■ ABOUT THIS TASK: Quote the passage from the young kids and climate newsletter word for word, starting at "In the middle" and ending at "and climate change?".

■ PAGE TEXT:
────────────────

Why Young Kids and Climate?

November 14, 2022

Hello! It’s been a minute. 

I’m restarting my newsletter to begin sharing, on a monthly basis, reflections and insights about the intersection between early childhood and climate change. 

In the middle of October, I began a new role as Senior Fellow at the think tank Capita (which has been hosting this newsletter since its inception). My primary job is to oversee the build-out of a new global philanthropic fund we’re calling the Childhood Climate Fund, which would be the first fund in the world to focus on the intersection of these two issues. If successful, the Fund will launch in Fall 2023 as its own entity and begin grantmaking shortly thereafter.

So, Elliot, why early childhood and climate change?

The short answer is that I think policymakers and parents underestimate both how dangerous climate change can be for young children, and the potential power for both the early childhood and climate justice movements in forging an alliance. There’s a silence, or at least a quietude, that needs to be broken.

Here’s just one example: air pollution. Young children – those prenatal through age 8 – it turns out, are quite vulnerable to particulate matter in the air. More vulnerable, even, than tweens and teens, much less adults. Why? It’s biology, both on risk and impact. 

Risk: young kids breathe in and out up to three times more often every minute than you or me. They are also famously short, so their respiration is occurring closer to the ground. Know where particulate matter concentrates? The ground. Know what traps it there? Heat.

────────────────

■ RECORD EXTRACTS:

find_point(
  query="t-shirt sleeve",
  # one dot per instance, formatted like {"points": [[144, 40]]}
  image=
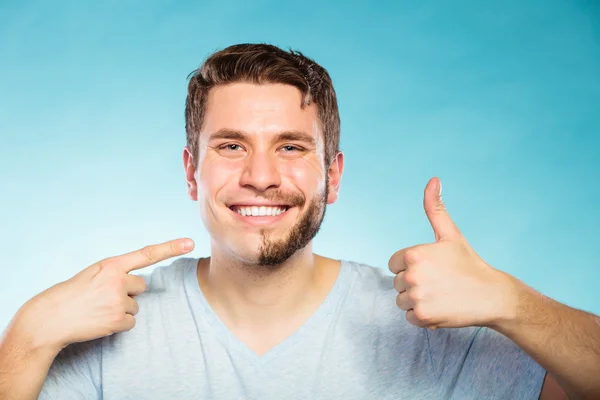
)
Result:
{"points": [[75, 373], [480, 363]]}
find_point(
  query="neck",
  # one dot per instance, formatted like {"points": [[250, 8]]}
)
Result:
{"points": [[252, 295]]}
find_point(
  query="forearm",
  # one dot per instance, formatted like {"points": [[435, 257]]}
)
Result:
{"points": [[563, 340], [24, 364]]}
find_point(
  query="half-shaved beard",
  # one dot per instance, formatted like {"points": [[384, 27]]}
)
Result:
{"points": [[273, 253]]}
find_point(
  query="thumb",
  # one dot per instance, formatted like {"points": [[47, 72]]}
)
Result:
{"points": [[442, 224]]}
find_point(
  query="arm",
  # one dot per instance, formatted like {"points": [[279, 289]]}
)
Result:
{"points": [[24, 364], [563, 340]]}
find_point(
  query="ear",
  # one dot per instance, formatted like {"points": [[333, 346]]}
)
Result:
{"points": [[335, 177], [190, 173]]}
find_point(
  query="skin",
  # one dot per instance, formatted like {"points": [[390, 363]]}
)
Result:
{"points": [[261, 291], [446, 284]]}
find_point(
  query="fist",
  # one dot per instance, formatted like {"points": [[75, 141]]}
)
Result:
{"points": [[446, 284], [97, 302]]}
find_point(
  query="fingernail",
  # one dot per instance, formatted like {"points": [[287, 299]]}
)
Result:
{"points": [[187, 245]]}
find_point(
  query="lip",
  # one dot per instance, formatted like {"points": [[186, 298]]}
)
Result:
{"points": [[261, 220]]}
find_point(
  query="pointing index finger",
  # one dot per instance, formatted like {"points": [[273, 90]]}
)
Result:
{"points": [[153, 254]]}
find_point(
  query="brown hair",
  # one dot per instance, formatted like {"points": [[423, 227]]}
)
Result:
{"points": [[260, 64]]}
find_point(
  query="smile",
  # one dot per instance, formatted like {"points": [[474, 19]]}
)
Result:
{"points": [[259, 211]]}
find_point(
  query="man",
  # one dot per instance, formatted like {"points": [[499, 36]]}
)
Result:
{"points": [[264, 317]]}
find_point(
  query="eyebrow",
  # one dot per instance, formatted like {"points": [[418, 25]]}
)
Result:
{"points": [[294, 135]]}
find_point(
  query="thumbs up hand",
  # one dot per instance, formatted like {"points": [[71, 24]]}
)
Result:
{"points": [[446, 284]]}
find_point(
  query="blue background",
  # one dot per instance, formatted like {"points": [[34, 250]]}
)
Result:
{"points": [[500, 99]]}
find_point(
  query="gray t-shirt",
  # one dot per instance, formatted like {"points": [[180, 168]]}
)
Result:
{"points": [[357, 345]]}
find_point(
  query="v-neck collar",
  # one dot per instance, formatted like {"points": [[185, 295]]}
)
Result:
{"points": [[204, 313]]}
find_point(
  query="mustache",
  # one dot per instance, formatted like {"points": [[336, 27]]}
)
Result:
{"points": [[277, 196]]}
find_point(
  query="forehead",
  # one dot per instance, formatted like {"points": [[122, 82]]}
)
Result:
{"points": [[259, 109]]}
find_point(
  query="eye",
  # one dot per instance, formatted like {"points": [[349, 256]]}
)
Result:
{"points": [[289, 148], [231, 147]]}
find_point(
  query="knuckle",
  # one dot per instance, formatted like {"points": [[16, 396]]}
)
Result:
{"points": [[149, 252], [415, 294], [119, 318], [421, 314], [107, 263], [410, 277], [411, 256], [398, 281]]}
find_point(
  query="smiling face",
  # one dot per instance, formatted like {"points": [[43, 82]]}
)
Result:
{"points": [[261, 181]]}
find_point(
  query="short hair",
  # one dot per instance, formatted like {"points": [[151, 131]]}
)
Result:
{"points": [[263, 64]]}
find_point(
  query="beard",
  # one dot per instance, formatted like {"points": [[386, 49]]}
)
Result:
{"points": [[273, 253]]}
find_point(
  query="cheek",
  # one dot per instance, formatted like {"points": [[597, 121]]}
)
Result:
{"points": [[216, 174], [306, 174]]}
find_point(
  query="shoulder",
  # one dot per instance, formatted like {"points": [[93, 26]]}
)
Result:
{"points": [[369, 277]]}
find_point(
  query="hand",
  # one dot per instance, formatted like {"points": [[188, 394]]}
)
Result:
{"points": [[96, 302], [446, 284]]}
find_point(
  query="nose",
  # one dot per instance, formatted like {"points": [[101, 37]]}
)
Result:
{"points": [[260, 172]]}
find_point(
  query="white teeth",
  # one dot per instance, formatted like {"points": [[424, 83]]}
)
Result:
{"points": [[256, 211]]}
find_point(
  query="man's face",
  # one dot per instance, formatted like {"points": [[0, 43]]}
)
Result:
{"points": [[261, 180]]}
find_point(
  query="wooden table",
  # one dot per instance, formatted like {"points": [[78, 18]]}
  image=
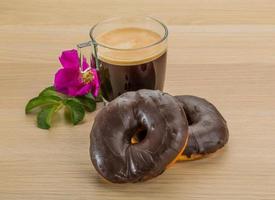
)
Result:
{"points": [[221, 50]]}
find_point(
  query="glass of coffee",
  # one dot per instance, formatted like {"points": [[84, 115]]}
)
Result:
{"points": [[130, 54]]}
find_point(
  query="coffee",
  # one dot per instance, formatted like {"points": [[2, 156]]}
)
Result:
{"points": [[130, 59]]}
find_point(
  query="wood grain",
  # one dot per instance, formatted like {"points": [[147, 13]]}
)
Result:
{"points": [[221, 50]]}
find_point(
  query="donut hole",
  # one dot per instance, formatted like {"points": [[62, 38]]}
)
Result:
{"points": [[139, 135]]}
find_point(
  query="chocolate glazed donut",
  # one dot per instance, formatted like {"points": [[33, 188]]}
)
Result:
{"points": [[208, 131], [136, 136]]}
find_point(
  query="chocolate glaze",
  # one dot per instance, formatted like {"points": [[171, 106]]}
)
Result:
{"points": [[112, 153], [208, 131]]}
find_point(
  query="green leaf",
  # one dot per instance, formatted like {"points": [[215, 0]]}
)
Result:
{"points": [[44, 117], [41, 101], [88, 102], [50, 91], [75, 109]]}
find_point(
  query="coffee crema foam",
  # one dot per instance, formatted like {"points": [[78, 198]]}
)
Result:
{"points": [[127, 44]]}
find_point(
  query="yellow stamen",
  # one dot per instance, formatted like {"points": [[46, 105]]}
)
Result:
{"points": [[87, 76]]}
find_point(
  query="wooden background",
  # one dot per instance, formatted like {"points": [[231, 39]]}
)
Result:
{"points": [[223, 50]]}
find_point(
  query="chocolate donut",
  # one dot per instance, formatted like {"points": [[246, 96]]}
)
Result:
{"points": [[137, 135], [208, 131]]}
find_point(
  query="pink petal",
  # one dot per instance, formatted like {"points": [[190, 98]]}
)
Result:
{"points": [[69, 59], [95, 83], [85, 65]]}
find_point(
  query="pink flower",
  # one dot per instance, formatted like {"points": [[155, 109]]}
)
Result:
{"points": [[73, 81]]}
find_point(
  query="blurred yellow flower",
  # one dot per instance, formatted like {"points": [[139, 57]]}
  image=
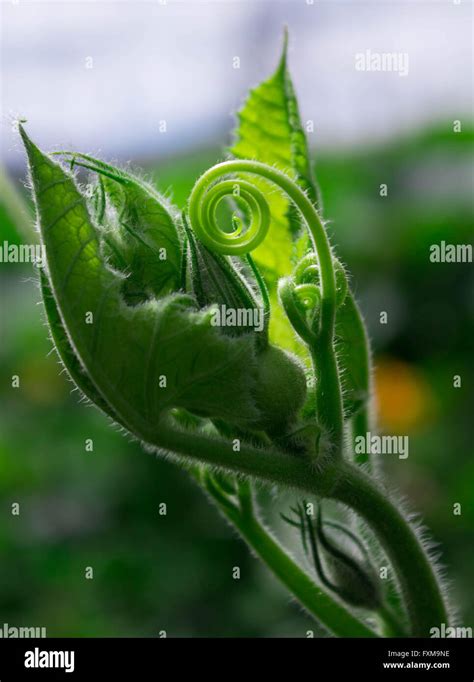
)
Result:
{"points": [[403, 398]]}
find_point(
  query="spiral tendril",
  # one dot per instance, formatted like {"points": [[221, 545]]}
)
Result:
{"points": [[215, 184]]}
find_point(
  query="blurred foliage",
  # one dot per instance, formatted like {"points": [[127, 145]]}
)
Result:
{"points": [[101, 508]]}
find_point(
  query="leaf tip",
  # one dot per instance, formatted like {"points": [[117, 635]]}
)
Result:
{"points": [[282, 65]]}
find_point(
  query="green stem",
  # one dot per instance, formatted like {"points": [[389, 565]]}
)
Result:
{"points": [[338, 620], [207, 192], [422, 594]]}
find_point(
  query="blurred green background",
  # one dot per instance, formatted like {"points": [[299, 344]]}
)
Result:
{"points": [[101, 508]]}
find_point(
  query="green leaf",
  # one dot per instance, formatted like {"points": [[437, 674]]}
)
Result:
{"points": [[214, 279], [270, 131], [352, 356], [66, 352], [142, 238], [143, 360]]}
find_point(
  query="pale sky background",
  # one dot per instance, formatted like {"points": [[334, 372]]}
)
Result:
{"points": [[173, 61]]}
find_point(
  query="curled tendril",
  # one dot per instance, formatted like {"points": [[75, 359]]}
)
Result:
{"points": [[214, 185], [309, 296], [203, 215]]}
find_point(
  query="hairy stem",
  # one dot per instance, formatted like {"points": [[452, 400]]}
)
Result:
{"points": [[335, 618], [421, 592], [206, 194]]}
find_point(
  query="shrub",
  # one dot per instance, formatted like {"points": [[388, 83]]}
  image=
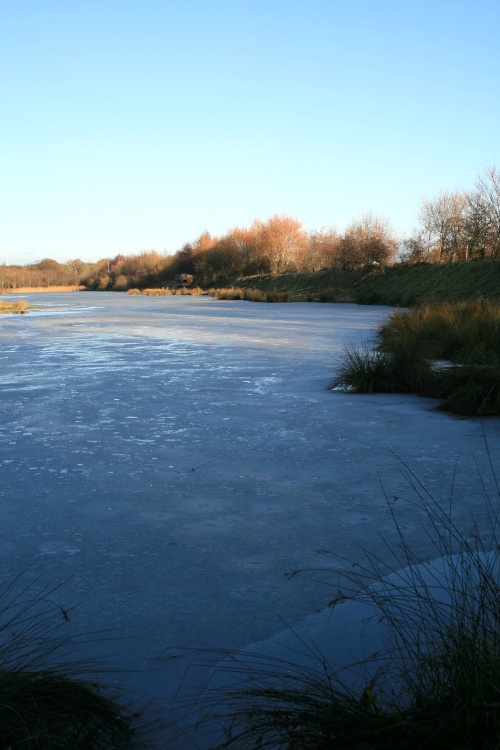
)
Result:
{"points": [[233, 293], [158, 292], [411, 345], [255, 295]]}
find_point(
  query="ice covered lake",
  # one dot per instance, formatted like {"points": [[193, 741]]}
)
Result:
{"points": [[172, 459]]}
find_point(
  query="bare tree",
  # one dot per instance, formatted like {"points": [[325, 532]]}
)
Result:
{"points": [[486, 203], [442, 219]]}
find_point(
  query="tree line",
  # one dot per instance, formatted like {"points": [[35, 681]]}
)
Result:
{"points": [[452, 227]]}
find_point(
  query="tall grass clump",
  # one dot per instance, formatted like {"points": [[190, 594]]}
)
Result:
{"points": [[46, 701], [448, 351], [274, 295], [435, 683], [157, 292]]}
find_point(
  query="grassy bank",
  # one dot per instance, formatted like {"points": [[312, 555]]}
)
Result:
{"points": [[18, 306], [399, 285], [448, 351]]}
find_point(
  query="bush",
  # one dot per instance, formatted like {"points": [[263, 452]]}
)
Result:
{"points": [[255, 295], [18, 306], [410, 352], [276, 296], [45, 702]]}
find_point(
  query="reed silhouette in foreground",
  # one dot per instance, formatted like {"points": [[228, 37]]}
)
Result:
{"points": [[48, 701], [435, 684]]}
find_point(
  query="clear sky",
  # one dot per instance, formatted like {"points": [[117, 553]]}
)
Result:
{"points": [[131, 125]]}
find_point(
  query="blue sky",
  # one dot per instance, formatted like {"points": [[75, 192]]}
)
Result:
{"points": [[131, 125]]}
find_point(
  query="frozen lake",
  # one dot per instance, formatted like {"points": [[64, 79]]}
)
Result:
{"points": [[174, 458]]}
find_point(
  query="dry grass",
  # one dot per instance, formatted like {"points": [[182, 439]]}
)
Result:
{"points": [[39, 289], [18, 306]]}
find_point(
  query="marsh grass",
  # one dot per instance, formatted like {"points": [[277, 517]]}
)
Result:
{"points": [[250, 294], [449, 351], [47, 700], [435, 685]]}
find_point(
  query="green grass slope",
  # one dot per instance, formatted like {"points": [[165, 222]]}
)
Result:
{"points": [[401, 285]]}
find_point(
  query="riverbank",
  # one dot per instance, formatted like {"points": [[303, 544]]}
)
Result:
{"points": [[399, 285]]}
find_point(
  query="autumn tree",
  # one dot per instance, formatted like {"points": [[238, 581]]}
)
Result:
{"points": [[370, 240], [323, 251], [442, 221], [282, 242], [483, 216]]}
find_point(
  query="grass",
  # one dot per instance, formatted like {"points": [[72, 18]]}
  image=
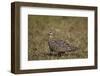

────────────────

■ OUTPUT OF THE TASK:
In the middle of October, I began a new role as Senior Fellow at the think tank Capita (which has been hosting this newsletter since its inception). My primary job is to oversee the build-out of a new global philanthropic fund we’re calling the Childhood Climate Fund, which would be the first fund in the world to focus on the intersection of these two issues. If successful, the Fund will launch in Fall 2023 as its own entity and begin grantmaking shortly thereafter.

So, Elliot, why early childhood and climate change?